Aim of the task: Your task is to return the line containing "Would you be able to point at the woman wearing" plus every line after it, exactly and with nothing added.
*** Working data ***
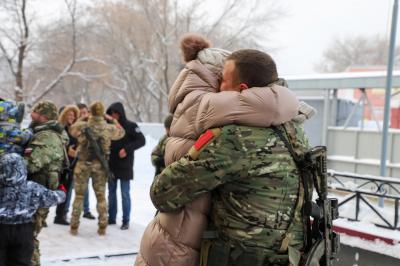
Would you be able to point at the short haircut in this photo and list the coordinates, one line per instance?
(192, 44)
(253, 67)
(82, 106)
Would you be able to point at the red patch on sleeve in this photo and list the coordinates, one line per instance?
(203, 140)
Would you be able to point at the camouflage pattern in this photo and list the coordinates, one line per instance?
(47, 109)
(83, 171)
(157, 155)
(255, 185)
(89, 166)
(44, 164)
(12, 138)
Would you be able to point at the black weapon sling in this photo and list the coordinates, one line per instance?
(301, 167)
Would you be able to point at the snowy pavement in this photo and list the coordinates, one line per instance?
(88, 248)
(58, 247)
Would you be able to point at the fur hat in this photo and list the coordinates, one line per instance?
(47, 109)
(63, 115)
(97, 109)
(192, 44)
(213, 58)
(168, 120)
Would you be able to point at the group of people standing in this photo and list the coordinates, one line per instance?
(56, 154)
(227, 187)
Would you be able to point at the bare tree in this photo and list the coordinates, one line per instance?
(141, 39)
(352, 51)
(16, 43)
(14, 40)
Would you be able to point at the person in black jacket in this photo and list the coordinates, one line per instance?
(121, 164)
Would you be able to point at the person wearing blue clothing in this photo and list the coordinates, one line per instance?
(121, 164)
(19, 200)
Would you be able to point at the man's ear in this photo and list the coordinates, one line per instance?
(243, 86)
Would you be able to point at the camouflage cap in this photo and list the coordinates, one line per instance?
(47, 109)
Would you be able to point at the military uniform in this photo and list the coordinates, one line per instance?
(157, 155)
(89, 166)
(255, 189)
(46, 160)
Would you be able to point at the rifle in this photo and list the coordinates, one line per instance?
(325, 243)
(321, 244)
(98, 151)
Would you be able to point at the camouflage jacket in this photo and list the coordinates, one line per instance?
(103, 132)
(19, 199)
(254, 183)
(157, 155)
(12, 138)
(48, 156)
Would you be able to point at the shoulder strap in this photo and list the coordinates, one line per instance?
(304, 193)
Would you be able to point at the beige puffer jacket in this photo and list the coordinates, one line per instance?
(175, 238)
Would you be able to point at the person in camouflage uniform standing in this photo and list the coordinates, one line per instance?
(45, 159)
(157, 155)
(255, 184)
(88, 164)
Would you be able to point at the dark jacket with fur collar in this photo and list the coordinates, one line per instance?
(133, 140)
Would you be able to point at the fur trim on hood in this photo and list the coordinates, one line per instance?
(63, 116)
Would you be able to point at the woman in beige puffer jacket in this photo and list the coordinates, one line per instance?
(174, 239)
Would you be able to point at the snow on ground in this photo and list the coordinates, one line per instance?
(88, 248)
(57, 244)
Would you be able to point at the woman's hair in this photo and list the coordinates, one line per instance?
(192, 44)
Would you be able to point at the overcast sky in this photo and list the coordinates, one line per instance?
(312, 24)
(309, 27)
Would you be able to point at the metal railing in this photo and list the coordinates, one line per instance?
(365, 186)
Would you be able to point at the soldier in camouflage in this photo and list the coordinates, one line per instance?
(157, 155)
(46, 158)
(88, 164)
(255, 185)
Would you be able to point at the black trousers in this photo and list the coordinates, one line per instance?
(66, 180)
(16, 244)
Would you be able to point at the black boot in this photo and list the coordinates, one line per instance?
(61, 220)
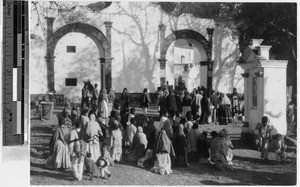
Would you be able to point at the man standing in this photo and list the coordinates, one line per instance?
(111, 99)
(214, 102)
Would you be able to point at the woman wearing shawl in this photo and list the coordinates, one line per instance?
(180, 146)
(103, 99)
(205, 110)
(186, 103)
(129, 133)
(78, 149)
(124, 101)
(58, 145)
(93, 131)
(116, 143)
(229, 153)
(219, 145)
(162, 151)
(139, 144)
(225, 112)
(192, 142)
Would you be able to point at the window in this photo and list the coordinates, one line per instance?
(71, 81)
(254, 92)
(182, 59)
(71, 49)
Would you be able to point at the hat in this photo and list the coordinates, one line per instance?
(102, 162)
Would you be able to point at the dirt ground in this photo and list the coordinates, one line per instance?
(248, 168)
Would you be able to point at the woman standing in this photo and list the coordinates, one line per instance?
(265, 136)
(225, 112)
(163, 149)
(204, 110)
(78, 149)
(93, 131)
(186, 103)
(192, 142)
(59, 147)
(103, 99)
(124, 101)
(144, 101)
(139, 144)
(116, 143)
(180, 146)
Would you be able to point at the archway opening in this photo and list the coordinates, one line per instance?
(183, 64)
(76, 61)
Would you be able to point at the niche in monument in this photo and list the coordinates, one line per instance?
(182, 67)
***
Completed task:
Would you be able to point at the woman wearing shawl in this photo and list the coordinates, one line per instance?
(180, 146)
(103, 99)
(205, 110)
(186, 103)
(129, 133)
(78, 149)
(124, 101)
(58, 145)
(93, 131)
(116, 143)
(229, 153)
(219, 145)
(162, 151)
(139, 144)
(225, 112)
(192, 142)
Would you be able to point at the window in this photo and list the coordinates, one line per instance?
(71, 81)
(254, 92)
(182, 59)
(71, 49)
Would you be able to point at the hat in this photo and list the coordinates, one line per instance?
(102, 162)
Would you be able to point at the dirt ground in this photo and list the coordinates, one line per instance?
(248, 168)
Would you be able to point at the woman standing in this photo and list the coordinates, one line per instance?
(265, 136)
(225, 112)
(163, 149)
(204, 110)
(78, 149)
(93, 131)
(186, 103)
(192, 142)
(59, 147)
(103, 99)
(124, 101)
(144, 101)
(139, 144)
(116, 143)
(180, 146)
Would you be able to point at the archway opening in this photo and list the coordinates, one line per instance?
(183, 64)
(76, 61)
Would you be able to point at the niche in monument in this photo and list the coordinates, one line per instance?
(182, 67)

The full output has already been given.